══ Given data

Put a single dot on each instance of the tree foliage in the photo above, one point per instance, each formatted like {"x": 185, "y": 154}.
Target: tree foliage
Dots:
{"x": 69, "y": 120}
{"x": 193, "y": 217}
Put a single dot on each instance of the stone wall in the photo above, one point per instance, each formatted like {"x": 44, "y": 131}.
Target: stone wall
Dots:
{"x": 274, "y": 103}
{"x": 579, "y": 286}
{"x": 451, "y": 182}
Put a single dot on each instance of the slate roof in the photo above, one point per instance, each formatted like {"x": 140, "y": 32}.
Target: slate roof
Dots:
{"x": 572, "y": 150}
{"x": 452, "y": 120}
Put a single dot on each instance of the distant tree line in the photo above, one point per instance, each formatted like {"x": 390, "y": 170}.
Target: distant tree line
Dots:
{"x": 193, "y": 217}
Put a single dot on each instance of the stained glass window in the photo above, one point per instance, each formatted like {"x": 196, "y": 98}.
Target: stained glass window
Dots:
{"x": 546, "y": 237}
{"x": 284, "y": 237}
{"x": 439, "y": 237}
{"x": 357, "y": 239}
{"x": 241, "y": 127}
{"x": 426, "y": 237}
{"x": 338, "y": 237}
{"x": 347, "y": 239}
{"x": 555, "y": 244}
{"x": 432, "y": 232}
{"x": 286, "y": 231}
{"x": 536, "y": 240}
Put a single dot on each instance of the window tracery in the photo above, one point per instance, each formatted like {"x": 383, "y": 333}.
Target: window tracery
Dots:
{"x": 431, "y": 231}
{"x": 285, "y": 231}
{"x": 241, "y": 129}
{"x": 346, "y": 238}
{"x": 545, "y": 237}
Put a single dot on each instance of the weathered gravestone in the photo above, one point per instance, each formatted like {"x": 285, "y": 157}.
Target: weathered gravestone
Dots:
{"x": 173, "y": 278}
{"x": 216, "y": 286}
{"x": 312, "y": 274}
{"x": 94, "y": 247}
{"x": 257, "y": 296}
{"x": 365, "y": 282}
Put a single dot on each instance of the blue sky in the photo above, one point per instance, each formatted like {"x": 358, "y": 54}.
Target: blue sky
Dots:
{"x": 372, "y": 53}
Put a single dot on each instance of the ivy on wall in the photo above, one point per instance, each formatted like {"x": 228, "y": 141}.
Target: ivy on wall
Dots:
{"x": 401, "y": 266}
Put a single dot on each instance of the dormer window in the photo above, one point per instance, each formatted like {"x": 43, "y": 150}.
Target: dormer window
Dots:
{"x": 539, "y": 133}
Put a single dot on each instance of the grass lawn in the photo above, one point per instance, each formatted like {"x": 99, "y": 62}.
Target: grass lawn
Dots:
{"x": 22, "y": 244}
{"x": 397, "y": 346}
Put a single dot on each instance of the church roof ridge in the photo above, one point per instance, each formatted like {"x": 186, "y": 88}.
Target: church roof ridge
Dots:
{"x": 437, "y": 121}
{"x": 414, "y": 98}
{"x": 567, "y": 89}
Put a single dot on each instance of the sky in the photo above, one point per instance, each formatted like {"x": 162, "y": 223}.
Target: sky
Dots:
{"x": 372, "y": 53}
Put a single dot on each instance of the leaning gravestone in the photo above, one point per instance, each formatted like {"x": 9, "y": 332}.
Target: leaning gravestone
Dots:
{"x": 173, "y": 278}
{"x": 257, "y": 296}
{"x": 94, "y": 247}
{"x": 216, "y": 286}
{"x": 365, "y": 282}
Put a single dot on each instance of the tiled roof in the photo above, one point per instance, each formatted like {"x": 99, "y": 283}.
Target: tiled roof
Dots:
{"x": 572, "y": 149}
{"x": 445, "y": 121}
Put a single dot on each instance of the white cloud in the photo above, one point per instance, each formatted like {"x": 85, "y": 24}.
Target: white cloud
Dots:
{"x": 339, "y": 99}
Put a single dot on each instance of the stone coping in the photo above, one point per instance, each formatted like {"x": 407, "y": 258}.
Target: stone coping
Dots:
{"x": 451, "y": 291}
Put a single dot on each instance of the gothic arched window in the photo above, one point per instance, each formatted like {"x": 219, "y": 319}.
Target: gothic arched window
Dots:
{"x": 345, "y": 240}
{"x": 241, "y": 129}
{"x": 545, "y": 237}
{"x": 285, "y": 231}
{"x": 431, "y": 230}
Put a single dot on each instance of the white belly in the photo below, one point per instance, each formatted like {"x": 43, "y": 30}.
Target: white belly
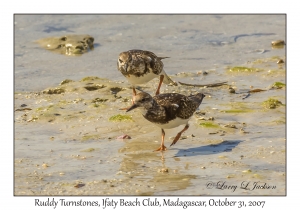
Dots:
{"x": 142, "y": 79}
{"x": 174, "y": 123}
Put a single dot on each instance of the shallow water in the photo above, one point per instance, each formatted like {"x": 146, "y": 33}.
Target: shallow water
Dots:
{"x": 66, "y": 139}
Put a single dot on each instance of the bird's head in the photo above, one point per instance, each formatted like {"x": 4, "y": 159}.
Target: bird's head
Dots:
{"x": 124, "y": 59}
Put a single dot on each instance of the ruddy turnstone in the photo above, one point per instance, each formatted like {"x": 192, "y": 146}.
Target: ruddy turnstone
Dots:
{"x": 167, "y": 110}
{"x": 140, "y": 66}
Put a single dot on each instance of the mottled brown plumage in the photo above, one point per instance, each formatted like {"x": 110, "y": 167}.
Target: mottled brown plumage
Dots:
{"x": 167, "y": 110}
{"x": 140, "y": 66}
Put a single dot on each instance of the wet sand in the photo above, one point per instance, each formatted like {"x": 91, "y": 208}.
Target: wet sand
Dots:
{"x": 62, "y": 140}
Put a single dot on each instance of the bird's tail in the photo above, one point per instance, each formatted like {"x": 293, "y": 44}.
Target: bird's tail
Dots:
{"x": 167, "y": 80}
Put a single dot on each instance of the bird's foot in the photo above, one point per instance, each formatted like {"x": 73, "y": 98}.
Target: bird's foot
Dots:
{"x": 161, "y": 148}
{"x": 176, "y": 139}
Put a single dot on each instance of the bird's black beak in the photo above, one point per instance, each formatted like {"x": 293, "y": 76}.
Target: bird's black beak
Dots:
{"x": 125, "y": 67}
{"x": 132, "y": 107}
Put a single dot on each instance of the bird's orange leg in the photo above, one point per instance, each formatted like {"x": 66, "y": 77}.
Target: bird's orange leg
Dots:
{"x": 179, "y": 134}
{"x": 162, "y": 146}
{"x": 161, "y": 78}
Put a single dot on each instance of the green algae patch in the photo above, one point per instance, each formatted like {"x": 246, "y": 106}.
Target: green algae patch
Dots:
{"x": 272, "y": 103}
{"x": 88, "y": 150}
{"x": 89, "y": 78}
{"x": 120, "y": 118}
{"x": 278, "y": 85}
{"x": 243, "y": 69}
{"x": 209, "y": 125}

════
══ Given data

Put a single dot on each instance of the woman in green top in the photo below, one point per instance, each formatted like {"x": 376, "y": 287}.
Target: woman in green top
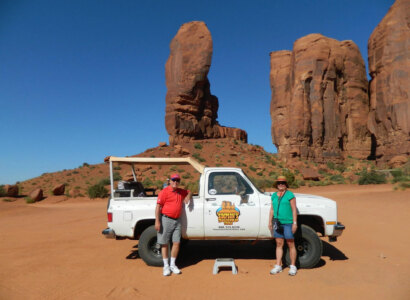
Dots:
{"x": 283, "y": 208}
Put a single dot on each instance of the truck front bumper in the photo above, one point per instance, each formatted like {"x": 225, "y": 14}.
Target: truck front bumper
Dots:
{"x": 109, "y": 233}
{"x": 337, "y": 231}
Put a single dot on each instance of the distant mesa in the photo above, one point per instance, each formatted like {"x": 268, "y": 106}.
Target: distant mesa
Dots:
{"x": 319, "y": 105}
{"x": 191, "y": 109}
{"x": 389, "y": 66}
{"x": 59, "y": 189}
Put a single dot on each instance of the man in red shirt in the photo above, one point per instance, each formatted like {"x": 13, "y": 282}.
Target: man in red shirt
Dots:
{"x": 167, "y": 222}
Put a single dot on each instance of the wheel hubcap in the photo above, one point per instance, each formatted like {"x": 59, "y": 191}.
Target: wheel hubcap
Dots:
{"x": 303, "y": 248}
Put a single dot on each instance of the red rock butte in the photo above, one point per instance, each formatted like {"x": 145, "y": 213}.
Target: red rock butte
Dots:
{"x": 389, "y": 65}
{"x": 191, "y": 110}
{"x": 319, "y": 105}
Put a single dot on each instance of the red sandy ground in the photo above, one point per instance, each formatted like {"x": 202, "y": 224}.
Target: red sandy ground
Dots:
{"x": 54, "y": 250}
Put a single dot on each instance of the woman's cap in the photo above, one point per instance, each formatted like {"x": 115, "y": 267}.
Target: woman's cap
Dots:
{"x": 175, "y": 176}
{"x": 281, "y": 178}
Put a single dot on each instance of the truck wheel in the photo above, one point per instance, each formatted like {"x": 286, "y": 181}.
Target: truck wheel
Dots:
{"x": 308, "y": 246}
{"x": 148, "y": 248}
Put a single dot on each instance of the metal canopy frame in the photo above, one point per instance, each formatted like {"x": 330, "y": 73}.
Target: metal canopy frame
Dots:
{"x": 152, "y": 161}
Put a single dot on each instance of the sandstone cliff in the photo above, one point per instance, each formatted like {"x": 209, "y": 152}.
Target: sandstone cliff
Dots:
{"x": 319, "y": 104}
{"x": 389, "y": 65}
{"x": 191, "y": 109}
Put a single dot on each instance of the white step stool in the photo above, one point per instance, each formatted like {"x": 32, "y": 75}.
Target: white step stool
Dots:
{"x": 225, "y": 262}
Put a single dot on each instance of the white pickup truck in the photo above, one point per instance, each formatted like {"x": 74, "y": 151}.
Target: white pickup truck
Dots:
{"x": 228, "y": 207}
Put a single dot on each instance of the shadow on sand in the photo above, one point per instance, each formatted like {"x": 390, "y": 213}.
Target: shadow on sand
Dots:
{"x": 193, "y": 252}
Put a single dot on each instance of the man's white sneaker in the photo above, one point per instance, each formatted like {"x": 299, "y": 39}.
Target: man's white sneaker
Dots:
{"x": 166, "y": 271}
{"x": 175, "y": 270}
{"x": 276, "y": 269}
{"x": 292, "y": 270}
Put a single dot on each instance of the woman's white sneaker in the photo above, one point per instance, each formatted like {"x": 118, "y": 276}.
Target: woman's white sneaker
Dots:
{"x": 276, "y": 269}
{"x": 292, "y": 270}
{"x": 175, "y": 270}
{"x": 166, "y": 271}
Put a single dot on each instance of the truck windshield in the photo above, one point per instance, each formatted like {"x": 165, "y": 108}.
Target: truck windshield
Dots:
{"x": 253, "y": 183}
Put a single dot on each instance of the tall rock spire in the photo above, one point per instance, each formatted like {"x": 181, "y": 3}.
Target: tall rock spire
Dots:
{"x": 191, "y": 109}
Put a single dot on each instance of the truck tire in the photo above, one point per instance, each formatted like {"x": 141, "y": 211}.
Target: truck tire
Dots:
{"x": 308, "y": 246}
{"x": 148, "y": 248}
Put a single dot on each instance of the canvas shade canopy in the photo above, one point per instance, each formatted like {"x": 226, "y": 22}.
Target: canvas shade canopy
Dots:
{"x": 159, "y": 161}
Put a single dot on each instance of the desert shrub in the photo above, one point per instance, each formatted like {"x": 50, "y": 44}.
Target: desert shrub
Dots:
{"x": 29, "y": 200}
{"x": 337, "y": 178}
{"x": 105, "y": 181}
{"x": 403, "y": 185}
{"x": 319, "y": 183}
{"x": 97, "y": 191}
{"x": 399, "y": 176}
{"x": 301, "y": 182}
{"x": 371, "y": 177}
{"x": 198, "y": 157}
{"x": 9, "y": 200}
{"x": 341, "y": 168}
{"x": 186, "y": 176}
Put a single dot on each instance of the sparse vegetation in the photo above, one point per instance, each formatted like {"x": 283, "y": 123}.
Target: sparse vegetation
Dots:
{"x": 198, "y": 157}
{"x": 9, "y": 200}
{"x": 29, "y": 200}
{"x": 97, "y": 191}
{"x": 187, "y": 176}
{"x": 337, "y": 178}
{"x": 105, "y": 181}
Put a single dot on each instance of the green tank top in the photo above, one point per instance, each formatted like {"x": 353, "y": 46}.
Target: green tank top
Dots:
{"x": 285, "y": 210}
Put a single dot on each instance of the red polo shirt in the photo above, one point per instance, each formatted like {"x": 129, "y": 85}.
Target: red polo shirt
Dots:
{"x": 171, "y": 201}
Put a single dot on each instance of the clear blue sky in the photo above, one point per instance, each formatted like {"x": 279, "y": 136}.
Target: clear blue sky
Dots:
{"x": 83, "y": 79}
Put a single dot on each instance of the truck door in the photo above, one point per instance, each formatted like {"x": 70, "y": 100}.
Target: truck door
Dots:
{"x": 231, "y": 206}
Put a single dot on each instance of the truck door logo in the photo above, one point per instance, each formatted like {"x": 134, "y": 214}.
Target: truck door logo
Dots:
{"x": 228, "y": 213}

════

■ **Prompt**
How many lines in the items above contain the string "tire"? Case counts. Reply with the number only.

■ **Written response**
2